A run of records:
■ ■ ■
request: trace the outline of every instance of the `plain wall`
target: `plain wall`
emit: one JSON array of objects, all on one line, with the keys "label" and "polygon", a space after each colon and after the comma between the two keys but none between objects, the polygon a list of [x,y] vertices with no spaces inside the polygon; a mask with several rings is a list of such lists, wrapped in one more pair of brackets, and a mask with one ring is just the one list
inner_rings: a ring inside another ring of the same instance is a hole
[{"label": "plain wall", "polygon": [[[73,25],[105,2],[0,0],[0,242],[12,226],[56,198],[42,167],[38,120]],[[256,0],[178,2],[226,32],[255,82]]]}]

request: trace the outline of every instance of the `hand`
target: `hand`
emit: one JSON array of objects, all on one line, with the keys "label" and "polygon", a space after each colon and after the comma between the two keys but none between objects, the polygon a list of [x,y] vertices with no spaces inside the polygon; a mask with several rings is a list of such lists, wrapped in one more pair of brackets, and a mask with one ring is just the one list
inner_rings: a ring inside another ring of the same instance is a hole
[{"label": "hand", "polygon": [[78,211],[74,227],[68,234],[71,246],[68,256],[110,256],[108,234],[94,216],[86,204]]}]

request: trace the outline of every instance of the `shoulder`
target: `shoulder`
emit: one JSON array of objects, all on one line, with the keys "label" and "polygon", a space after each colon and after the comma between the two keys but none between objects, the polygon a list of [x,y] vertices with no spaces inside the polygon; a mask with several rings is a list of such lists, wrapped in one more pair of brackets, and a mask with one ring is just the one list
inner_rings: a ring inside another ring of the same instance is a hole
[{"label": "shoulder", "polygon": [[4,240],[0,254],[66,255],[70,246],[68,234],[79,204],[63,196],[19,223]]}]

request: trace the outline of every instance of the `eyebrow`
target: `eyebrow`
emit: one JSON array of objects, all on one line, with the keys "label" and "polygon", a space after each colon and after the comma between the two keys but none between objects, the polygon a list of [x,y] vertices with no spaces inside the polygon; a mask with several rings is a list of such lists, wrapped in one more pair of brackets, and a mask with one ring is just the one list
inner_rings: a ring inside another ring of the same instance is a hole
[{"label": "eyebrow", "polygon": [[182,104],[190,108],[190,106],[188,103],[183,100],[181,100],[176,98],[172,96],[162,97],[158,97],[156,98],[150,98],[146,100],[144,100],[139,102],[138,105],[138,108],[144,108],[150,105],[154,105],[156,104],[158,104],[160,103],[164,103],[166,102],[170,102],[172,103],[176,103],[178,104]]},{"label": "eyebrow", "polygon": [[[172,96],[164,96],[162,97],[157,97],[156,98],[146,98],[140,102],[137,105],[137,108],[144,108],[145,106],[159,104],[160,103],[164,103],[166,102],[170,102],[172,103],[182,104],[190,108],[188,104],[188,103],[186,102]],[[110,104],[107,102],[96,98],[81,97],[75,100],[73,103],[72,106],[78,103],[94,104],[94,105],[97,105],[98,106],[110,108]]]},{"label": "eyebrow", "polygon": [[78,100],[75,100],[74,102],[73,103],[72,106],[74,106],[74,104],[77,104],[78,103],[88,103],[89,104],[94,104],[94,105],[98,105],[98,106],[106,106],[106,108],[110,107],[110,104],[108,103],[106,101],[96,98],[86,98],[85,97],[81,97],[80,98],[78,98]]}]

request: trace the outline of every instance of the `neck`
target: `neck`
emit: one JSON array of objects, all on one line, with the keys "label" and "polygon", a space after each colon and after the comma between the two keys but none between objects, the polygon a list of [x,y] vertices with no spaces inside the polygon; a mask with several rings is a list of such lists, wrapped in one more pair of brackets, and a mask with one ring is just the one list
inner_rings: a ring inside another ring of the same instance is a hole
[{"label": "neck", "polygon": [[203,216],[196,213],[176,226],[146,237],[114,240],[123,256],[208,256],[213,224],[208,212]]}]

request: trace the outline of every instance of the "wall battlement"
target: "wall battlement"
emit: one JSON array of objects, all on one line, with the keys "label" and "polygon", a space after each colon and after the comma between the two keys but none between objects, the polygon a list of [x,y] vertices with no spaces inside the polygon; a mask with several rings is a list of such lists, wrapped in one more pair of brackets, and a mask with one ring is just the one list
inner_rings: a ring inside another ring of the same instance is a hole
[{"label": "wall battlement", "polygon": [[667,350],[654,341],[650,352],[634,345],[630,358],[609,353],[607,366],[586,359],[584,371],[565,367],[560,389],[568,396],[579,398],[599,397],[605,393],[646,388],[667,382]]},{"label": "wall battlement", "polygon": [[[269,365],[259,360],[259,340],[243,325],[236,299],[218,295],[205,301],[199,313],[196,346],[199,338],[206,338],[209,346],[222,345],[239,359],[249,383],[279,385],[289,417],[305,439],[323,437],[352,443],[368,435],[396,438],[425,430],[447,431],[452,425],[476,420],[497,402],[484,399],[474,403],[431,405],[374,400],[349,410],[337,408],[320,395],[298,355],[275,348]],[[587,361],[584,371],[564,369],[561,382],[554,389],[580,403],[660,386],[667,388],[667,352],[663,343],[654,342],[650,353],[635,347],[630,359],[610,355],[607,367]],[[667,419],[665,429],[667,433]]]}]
■ ■ ■
Write out the entries above word for word.

Solution for this exercise:
request: trace the outline of every instance of the `plain wall`
target: `plain wall`
emit: one JSON array of objects, all on one line, with the keys "label" and "polygon", a space after each colon and after the comma between the two keys but none between objects, the polygon a list of [x,y] vertices with no spaces inside the polygon; a mask with several rings is a list of such lists, wrapped in one more pair of brackets, and a mask with one ring is just the one list
inner_rings: a ring inside another ring of the same instance is a hole
[{"label": "plain wall", "polygon": [[[73,25],[105,2],[0,0],[0,242],[12,226],[56,198],[42,167],[38,120]],[[256,0],[178,2],[226,32],[255,82]]]}]

request: trace the outline of every instance of the `hand`
target: `hand`
emit: one JSON array of objects, all on one line, with the keys "label" and "polygon", a space after each colon and after the comma between the two keys but none between objects, the polygon a list of [x,y] vertices with no spaces inside the polygon; a mask with several rings is a list of such lists, wrapped in one more pair of brackets, and a mask with one ring is just the one list
inner_rings: a ring inside another ring of the same instance is a hole
[{"label": "hand", "polygon": [[78,211],[74,227],[68,234],[71,246],[68,256],[110,256],[108,234],[94,216],[86,204]]}]

request: trace the outline of every instance of the `shoulder`
target: `shoulder`
emit: one JSON array of objects, all on one line, with the keys "label" and "polygon", a space after each colon and after the comma between the two keys but none between objects, the polygon a list of [x,y] vertices with no spaces inside the polygon; a mask with several rings is a list of such lists, wrapped in one more pair of brackets, and a mask with one ring is just the one list
inner_rings: a ring inside another ring of the same instance is a hole
[{"label": "shoulder", "polygon": [[4,240],[0,254],[66,255],[70,246],[68,234],[79,204],[63,196],[19,223]]}]

request: trace the outline of every instance of the `eyebrow`
target: `eyebrow`
emit: one JSON array of objects, all on one line, with the keys "label" and "polygon", a space after each colon and after the comma between the two keys but none between objects, the polygon a list of [x,y] vertices with no spaces inside the polygon; a mask with several rings is a list of such lists, wrapped in one more pair of brackets, and a mask with one ring is just the one list
inner_rings: a ring inside another ring of the same instance is a hole
[{"label": "eyebrow", "polygon": [[182,104],[190,108],[190,106],[188,103],[183,100],[181,100],[176,98],[172,96],[162,97],[158,97],[156,98],[150,98],[146,100],[144,100],[139,102],[138,105],[138,108],[144,108],[150,105],[154,105],[156,104],[158,104],[160,103],[164,103],[166,102],[170,102],[172,103],[176,103],[178,104]]},{"label": "eyebrow", "polygon": [[[172,96],[164,96],[162,97],[157,97],[156,98],[146,98],[140,102],[137,105],[137,108],[144,108],[145,106],[159,104],[160,103],[164,103],[166,102],[170,102],[172,103],[182,104],[190,108],[188,104],[188,103],[186,102]],[[110,104],[107,102],[96,98],[81,97],[75,100],[73,103],[72,106],[78,103],[94,104],[94,105],[97,105],[98,106],[110,108]]]},{"label": "eyebrow", "polygon": [[78,100],[75,100],[74,102],[73,103],[72,106],[74,106],[74,104],[77,104],[78,103],[88,103],[89,104],[94,104],[94,105],[98,105],[98,106],[106,106],[106,108],[110,107],[110,104],[108,103],[106,101],[96,98],[86,98],[85,97],[81,97],[80,98],[78,98]]}]

request: trace the outline of every instance of the `neck`
target: `neck`
emit: one JSON array of objects, all on one line, with the keys "label" and "polygon", a space after each colon and after the comma between the two keys but none between objects, the polygon a list of [x,y] vertices with no spaces inside the polygon; a mask with several rings is a list of such lists, wrapped in one more pair of brackets, and a mask with one ring is just the one list
inner_rings: a ring inside another ring of the same instance is a hole
[{"label": "neck", "polygon": [[203,216],[196,213],[176,226],[146,237],[114,240],[123,256],[208,256],[213,224],[208,212]]}]

request: trace the outline of every instance of the "wall battlement"
target: "wall battlement"
emit: one JSON array of objects, all on one line, with the keys "label" and "polygon", a space after each colon and after the comma between the two keys but none between objects, the polygon a list of [x,y] vertices with no spaces inside the polygon; a mask with several rings is a list of such lists, wrapped in one more pair of brackets, and a mask with one ring is just the one list
inner_rings: a ring inside another ring of the same instance is a hole
[{"label": "wall battlement", "polygon": [[667,350],[654,341],[650,352],[634,345],[630,358],[609,353],[607,366],[586,359],[584,371],[565,367],[560,389],[568,396],[579,398],[599,397],[605,393],[646,388],[667,382]]},{"label": "wall battlement", "polygon": [[[269,365],[259,360],[259,340],[243,325],[236,299],[218,295],[205,301],[199,313],[196,346],[199,338],[206,338],[209,346],[222,345],[239,359],[249,383],[279,385],[289,417],[305,439],[323,437],[352,443],[368,435],[396,438],[425,430],[447,431],[452,425],[476,420],[497,402],[484,399],[474,403],[431,405],[374,400],[349,410],[337,408],[320,395],[298,355],[275,348]],[[587,361],[584,371],[564,369],[561,382],[554,389],[580,403],[660,386],[667,388],[667,352],[663,343],[654,342],[650,353],[635,347],[630,359],[610,355],[607,367]],[[667,419],[665,429],[667,433]]]}]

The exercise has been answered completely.